[Exercise]:
Take the entries below and reproduce them word for word.

===== Given records =====

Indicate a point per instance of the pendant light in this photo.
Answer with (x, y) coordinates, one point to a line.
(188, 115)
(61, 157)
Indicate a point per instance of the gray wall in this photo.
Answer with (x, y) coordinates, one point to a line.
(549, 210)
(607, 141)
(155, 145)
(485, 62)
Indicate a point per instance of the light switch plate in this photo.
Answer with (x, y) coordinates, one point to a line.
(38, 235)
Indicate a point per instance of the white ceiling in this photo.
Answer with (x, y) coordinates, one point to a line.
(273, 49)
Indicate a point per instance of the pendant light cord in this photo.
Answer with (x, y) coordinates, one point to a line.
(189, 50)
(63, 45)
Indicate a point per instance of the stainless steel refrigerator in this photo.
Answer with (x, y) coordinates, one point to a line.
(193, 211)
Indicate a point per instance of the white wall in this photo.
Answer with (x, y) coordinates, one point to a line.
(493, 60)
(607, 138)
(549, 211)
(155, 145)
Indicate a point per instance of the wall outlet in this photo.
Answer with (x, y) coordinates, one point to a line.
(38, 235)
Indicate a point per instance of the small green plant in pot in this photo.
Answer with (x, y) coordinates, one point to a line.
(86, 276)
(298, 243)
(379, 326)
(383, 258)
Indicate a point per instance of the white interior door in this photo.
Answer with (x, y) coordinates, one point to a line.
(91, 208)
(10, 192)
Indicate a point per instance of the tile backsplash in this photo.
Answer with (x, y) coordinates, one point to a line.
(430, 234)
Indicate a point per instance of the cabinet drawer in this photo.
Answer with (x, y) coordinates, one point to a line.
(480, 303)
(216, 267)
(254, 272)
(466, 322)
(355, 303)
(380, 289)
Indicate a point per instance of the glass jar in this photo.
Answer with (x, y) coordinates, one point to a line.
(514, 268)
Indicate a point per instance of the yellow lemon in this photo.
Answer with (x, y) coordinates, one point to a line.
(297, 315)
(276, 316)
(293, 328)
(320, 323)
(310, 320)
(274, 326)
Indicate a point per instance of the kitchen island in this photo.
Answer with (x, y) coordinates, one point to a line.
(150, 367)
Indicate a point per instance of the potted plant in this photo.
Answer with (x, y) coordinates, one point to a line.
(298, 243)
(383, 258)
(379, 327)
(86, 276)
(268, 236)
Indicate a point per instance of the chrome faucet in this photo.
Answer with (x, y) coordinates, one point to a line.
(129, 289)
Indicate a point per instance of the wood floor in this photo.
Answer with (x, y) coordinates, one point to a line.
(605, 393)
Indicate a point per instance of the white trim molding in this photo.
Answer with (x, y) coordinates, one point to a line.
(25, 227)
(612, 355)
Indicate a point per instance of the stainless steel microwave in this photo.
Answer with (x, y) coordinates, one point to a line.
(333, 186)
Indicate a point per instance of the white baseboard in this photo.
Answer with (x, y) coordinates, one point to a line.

=====

[Task solution]:
Indicate a point per instance of the pendant light in this photo.
Answer with (x, y) coordinates, one point to a line.
(188, 115)
(61, 157)
Indicate a point per instance of the gray wall in this photo.
Answer with (x, y) coordinates, one point to a line.
(549, 210)
(607, 141)
(155, 145)
(485, 62)
Indicate a point per instance of the light switch plate in this photo.
Answer with (x, y) coordinates, one point to a line.
(38, 235)
Indicate a point per instance of the white ceiling in this photo.
Answer with (x, y) coordinates, one point to a line.
(273, 49)
Indicate a point per instance of the pendant light cord in this photo.
Answer with (x, y) coordinates, one point to a line.
(189, 50)
(63, 45)
Indicate a point per instance of the stainless steel refrigerator in this photo.
Answer with (x, y) coordinates, one point to a line.
(193, 211)
Indicate a point per instance of the white wall in this photo.
Answer with (x, y) coordinates, one point to a line.
(493, 60)
(607, 138)
(549, 211)
(155, 145)
Indicate a point per instance of the wall outlet in this photo.
Answer with (x, y) coordinates, one point to a line.
(38, 235)
Indicate a point per instance of the small green plant in pot in this photo.
Answer with (x, y) coordinates, one point to a line.
(86, 276)
(298, 243)
(379, 326)
(383, 258)
Indicate a point per instance of the white interior door in this photo.
Answer with (x, y) coordinates, one point to a line.
(91, 208)
(10, 192)
Indicate a point per instance of the tile backsplash in this photo.
Answer with (x, y) coordinates, one point to a line.
(430, 234)
Indicate a point per instance of the cabinet drawer in this photo.
Answer with (x, y) coordinates, one point to a line.
(480, 303)
(216, 267)
(254, 272)
(466, 322)
(355, 303)
(380, 289)
Indicate a point per instance of the glass jar in this photo.
Answer with (x, y) coordinates, one point to a line.
(514, 268)
Indicate a point per instance of the yellow lemon in this photo.
Answer with (x, y) coordinates, one point to a line.
(297, 315)
(276, 316)
(293, 328)
(320, 323)
(310, 320)
(274, 326)
Indicate a point per instance of the kitchen island in this photo.
Answer with (x, y) coordinates, one point to a line.
(150, 367)
Indicate a point per instance of the potted plant in this photo.
Answer with (x, y) coordinates, one point to a line.
(298, 243)
(383, 258)
(379, 327)
(86, 276)
(268, 236)
Indicate a point per instance of the chrome faucet in this photo.
Answer with (x, y) coordinates, one point to a line.
(129, 289)
Indicate a point per instance of the wood floor in this photo.
Answer with (x, y) coordinates, one point to a line.
(605, 393)
Indicate a point per instance of the white trim molding in this photo.
Answer with (x, y) coordinates, one point to a line.
(25, 227)
(612, 355)
Indicate a point per instance of the stainless steel microwave in this photo.
Answer with (x, y) coordinates, one point to a line.
(333, 186)
Indicate a point per instance of the white baseboard in this photo.
Answer with (x, y) coordinates, one point to a line.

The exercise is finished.